*Texte proposé*
● ● ● ● ●

Il s’y ajoute que les modalités du parrainage ont manifestement été dévoyées. Il a été observé que des responsables politiques ramassaient des cartes nationales d’identité de citoyens pour en faire des parrains de tel ou tel candidat. Est-ce que les parrains ont été conscients des opérations effectuées avec leur carte d’identité et autres cartes d’électeur ? La course à la recherche de qui fait mieux a été telle, dans certaines formations politiques, que des personnes avaient été prises en train de voler des cartes d’identité de citoyens au niveau du commissariat de police de Mbour par exemple pour pouvoir s’en servir pour remplir des fiches de parrainage. En d’autres termes, quelle est la sincérité des parrainages présentés ?
Il a aussi été observé une autre situation des plus burlesques. Des candidats qui n’ont pas pu obtenir les parrainages les quémandent de leurs concurrents. Certains membres du Front de résistance nationale (FRN) avaient demandé s’il n’y avait pas de possibilité pour que les formations politiques membres du Frn, comme le Pds, qui auront largement dépassé la barre des signatures demandées, de filer une partie de leur surplus de parrains à certains autres candidats. A cette requête, Oumar Sarr du Pds opposa une fin de non-recevoir. Le PDS, et pour cause, ne voudrait «dépanner» personne avec son trop-plein de parrainages. On peut d’ailleurs se demander comment une telle opération aurait été possible. Cela ne manquerait pas non plus de poser un problème éthique. Le candidat parrainé par un électeur peut-il disposer de ce parrainage comme bon lui semble ? Ce serait détourner quelque part la confiance d’un électeur qui vous accorde son parrainage intuitu personae et que vous refilez ce parrainage au profit d’un autre candidat sans l’accord préalable de cet électeur parrain. Le simple fait que des candidats aient pu penser préconiser un tel scénario peut faire douter de la sincérité des parrainages qu’ils auraient recueillis. Le parrain doit identifier le candidat parrainé et apposer sa signature sur la fiche prévue à cet effet. S’il faudrait mettre en place ce système de transvasement de parrainages, il faudrait retourner auprès de chaque électeur qui avait donné son parrainage pour le candidat X afin de recueillir son consentement éclairé pour refiler le parrainage à un candidat Y.

● ● ● ● ●

*Exercices*
[1] Selon le texte sur le parrainage, où des personnes ont-elles été prises en train de voler des cartes d'identité de citoyens ?
[2] Recopiez fidèlement le passage du texte sur le parrainage qui va de « Il s’y ajoute » jusqu'à « parrainages présentés ? ».
Les items proviennent d'une source distincte de celle du texte.

*Données fournies*
● ● ● ● ●

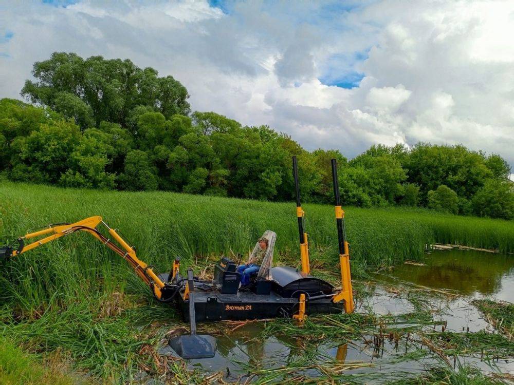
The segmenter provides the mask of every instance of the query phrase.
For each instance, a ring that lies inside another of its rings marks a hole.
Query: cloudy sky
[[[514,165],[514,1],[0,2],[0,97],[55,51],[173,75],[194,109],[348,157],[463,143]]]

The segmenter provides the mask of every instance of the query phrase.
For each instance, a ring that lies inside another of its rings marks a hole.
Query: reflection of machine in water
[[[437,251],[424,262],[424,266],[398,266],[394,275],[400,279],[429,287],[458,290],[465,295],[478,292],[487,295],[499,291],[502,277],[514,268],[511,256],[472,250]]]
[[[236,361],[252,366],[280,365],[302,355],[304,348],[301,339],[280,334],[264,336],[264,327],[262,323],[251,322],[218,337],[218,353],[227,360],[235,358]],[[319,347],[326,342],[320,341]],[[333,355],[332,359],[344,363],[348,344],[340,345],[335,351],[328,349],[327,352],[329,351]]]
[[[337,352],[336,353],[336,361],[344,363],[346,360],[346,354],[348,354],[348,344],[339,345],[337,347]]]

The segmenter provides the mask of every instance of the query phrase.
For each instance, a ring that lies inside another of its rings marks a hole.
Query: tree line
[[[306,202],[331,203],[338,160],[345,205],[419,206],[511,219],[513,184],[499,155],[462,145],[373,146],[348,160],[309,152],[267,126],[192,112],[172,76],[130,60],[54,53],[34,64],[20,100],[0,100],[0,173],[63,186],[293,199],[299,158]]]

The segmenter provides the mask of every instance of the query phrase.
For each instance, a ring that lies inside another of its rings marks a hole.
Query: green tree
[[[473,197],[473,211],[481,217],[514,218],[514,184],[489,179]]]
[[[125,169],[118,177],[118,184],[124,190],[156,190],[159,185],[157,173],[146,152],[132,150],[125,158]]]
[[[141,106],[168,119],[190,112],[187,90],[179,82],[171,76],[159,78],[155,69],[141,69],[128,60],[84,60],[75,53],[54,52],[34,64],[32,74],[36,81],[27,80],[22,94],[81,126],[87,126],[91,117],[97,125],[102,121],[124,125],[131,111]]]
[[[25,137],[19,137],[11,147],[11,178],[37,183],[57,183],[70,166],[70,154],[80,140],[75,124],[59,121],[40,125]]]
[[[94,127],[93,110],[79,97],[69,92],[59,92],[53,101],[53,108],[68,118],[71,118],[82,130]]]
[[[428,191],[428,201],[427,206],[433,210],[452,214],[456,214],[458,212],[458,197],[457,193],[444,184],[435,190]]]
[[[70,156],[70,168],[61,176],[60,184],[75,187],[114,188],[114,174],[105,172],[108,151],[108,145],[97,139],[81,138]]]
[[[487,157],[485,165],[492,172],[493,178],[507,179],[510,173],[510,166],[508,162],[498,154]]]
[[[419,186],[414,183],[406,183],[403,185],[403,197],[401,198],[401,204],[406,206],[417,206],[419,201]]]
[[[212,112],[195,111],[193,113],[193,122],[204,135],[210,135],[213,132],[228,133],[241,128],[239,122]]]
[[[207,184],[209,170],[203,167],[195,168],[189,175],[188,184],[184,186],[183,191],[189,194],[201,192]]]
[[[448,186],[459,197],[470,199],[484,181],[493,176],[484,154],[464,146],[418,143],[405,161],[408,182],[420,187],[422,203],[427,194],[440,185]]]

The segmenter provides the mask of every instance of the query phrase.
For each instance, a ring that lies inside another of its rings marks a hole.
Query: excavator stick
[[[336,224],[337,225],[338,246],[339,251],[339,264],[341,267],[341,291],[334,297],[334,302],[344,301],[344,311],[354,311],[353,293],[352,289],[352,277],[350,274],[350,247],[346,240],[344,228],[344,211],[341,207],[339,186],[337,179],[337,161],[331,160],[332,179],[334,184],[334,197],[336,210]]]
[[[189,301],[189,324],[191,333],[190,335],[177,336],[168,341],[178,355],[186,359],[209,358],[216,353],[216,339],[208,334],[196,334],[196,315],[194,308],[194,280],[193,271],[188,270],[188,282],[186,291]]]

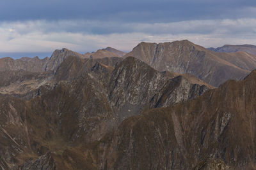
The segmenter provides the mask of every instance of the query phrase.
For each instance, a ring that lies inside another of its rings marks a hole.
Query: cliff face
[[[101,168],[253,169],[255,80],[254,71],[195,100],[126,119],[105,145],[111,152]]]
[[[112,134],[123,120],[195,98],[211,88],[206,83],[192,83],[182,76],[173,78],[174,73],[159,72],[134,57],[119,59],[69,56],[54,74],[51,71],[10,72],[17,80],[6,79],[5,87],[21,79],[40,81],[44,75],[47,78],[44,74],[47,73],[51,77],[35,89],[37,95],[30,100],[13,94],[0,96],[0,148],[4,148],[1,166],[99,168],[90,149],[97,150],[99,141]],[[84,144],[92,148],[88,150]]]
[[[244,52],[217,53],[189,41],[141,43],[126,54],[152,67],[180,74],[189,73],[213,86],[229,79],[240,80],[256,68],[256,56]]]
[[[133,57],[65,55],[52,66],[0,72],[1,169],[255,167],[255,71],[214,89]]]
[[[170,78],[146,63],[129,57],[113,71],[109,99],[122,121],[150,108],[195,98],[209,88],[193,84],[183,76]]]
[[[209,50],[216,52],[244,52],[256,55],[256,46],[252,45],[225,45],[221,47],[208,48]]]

● ● ● ● ●

*Résultats des exercices*
[1] Au commissariat de police de Mbour.

[2]
Il s’y ajoute que les modalités du parrainage ont manifestement été dévoyées. Il a été observé que des responsables politiques ramassaient des cartes nationales d’identité de citoyens pour en faire des parrains de tel ou tel candidat. Est-ce que les parrains ont été conscients des opérations effectuées avec leur carte d’identité et autres cartes d’électeur ? La course à la recherche de qui fait mieux a été telle, dans certaines formations politiques, que des personnes avaient été prises en train de voler des cartes d’identité de citoyens au niveau du commissariat de police de Mbour par exemple pour pouvoir s’en servir pour remplir des fiches de parrainage. En d’autres termes, quelle est la sincérité des parrainages présentés ?